#### Task to complete:
Everything in the listing should be copied exactly, save for the pictures.

#### Material provided:
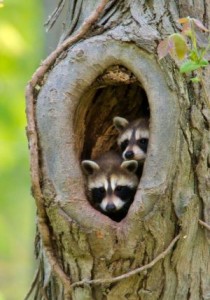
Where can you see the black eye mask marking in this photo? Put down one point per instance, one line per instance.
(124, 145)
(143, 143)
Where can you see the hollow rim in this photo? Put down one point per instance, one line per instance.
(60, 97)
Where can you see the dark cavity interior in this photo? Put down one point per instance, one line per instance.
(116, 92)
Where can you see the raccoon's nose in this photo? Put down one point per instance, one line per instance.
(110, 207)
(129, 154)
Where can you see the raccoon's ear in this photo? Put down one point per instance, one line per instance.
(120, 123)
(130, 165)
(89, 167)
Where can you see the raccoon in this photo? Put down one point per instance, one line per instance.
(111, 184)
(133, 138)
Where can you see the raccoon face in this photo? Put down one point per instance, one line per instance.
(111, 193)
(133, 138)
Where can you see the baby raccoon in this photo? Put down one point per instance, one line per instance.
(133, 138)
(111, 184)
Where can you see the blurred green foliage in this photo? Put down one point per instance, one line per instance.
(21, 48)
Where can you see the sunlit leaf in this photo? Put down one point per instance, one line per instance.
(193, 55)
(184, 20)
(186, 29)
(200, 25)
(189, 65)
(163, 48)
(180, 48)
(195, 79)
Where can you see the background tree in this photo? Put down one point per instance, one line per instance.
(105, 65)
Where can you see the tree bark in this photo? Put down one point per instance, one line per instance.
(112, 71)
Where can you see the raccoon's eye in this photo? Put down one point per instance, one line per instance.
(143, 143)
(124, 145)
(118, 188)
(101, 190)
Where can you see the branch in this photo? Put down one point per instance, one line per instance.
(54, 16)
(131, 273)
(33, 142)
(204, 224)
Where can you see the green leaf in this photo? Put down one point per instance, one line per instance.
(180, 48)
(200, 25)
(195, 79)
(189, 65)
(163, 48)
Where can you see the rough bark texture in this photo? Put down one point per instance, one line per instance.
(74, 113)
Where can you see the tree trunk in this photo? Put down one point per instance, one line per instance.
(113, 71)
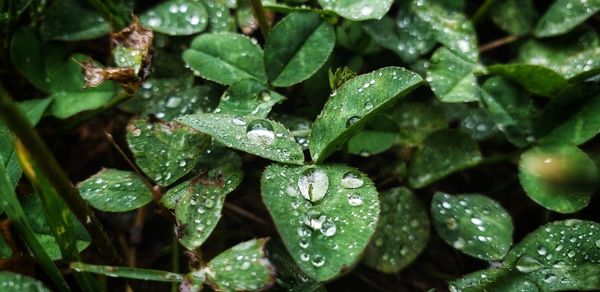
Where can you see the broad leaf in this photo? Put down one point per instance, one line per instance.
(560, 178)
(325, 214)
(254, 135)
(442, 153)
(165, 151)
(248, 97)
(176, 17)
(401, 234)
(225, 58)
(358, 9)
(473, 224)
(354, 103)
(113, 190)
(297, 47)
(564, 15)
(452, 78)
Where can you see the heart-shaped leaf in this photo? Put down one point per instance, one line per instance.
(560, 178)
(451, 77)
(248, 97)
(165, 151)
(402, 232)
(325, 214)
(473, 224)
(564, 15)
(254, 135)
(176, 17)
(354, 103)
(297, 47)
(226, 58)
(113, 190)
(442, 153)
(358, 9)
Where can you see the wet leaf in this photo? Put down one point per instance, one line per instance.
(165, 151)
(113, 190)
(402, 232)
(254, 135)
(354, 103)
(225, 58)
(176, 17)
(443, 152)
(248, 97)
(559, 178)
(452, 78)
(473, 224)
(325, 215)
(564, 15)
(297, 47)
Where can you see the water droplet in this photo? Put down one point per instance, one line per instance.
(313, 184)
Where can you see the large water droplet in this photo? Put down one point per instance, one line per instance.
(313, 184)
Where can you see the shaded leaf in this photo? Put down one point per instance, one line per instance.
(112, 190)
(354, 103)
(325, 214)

#### Answer area:
Where can you see the black eye mask marking in this photo? Put down one point per instance, one line per instance.
(124, 145)
(143, 143)
Where can you see the hollow rim in this photo? Put down one point per instance, one line per instance.
(60, 97)
Where can you see the dark cavity interior in this photo? Put down one point per instance, one line per instance.
(116, 92)
Where can you see the raccoon's nose in this photo? Put down one point per instance, one line per instance.
(110, 207)
(129, 154)
Where can you see the raccoon's ear in this photo? Put down one point per instance, one line per instance.
(120, 123)
(130, 165)
(89, 167)
Where can you see the raccoon in this photo? Put down one point per instance, one line per instance.
(111, 184)
(133, 138)
Where can you see the raccoon face in this photo? Put down one point per instance, one line per instance.
(111, 193)
(133, 138)
Where can you see the baby raccoon in this photo? Put down one point per instance, one line per instance.
(133, 138)
(111, 184)
Where can you see the blurred green foliage in this photo? Put down one point per instance, one line per instance.
(21, 48)
Where can you see the sunlit leaf in this photo? Put down one point per instance, one line per instance.
(193, 55)
(184, 20)
(186, 29)
(200, 25)
(189, 65)
(163, 48)
(180, 48)
(195, 79)
Where can you see the background tree in this photo? Put down one point per instance, one line per instance.
(105, 65)
Where can you see the tree bark in this photo? Put down one point per instance, one line per instance.
(112, 71)
Where can you see the raccoon's eye in this photo? Put down one point per instance, one line per instance.
(143, 143)
(124, 145)
(118, 188)
(101, 190)
Where can you see the branch in this photo? Put down one point per instance, one line per instance.
(54, 16)
(131, 273)
(33, 142)
(204, 224)
Where can you see the green leaf in this photo? Put down one point per instance, one line per instance.
(180, 48)
(200, 25)
(195, 79)
(189, 65)
(163, 48)
Where can you see the rough bark texture in this photo? Put down one point per instance, one line per instance.
(74, 113)
Where can you see the tree trunk in this photo? Put down one point per instance, one line per instance.
(113, 71)
Where can you see the broad leaf in this photo? Put down one point per instance, one line per instance.
(560, 178)
(325, 214)
(254, 135)
(442, 153)
(165, 151)
(248, 97)
(176, 17)
(401, 234)
(225, 58)
(358, 9)
(473, 224)
(354, 103)
(113, 190)
(297, 47)
(564, 15)
(452, 78)
Where can you see the heart-shaped leaf in this photo? Put down one point per instance, one line per instance.
(560, 178)
(451, 77)
(248, 97)
(165, 151)
(402, 232)
(325, 214)
(473, 224)
(564, 15)
(254, 135)
(176, 17)
(354, 103)
(297, 47)
(226, 58)
(113, 190)
(442, 153)
(358, 9)
Where can you see the wet leaf in this photo? Put down one point per instance, one line per instance.
(165, 151)
(113, 190)
(402, 232)
(254, 135)
(354, 103)
(225, 58)
(176, 17)
(443, 152)
(248, 97)
(559, 178)
(452, 78)
(473, 224)
(325, 215)
(564, 15)
(297, 47)
Where can you see the water droplet in this photo? Put down one point per instance, one line per instance.
(313, 184)
Where can you see the large water droplet in this photo? Put down one point per instance, one line per instance.
(313, 184)
Where can you see the shaded leaf in this photo? Put down one point per instance, one line per instance.
(112, 190)
(354, 103)
(325, 214)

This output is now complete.